## WHAT YOU HAVE TO DO:
In the data below, change "pin" to "marker" and write the lines out again with nothing else altered. Leave the pictures out.

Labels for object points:
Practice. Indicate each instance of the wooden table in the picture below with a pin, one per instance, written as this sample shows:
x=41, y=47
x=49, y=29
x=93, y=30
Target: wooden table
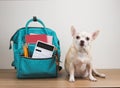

## EXERCISE RESULT:
Practice. Indicate each instance of the wooden table in the picture below with a marker, one per instance, written as this sample shows:
x=41, y=47
x=49, y=29
x=93, y=30
Target: wooden table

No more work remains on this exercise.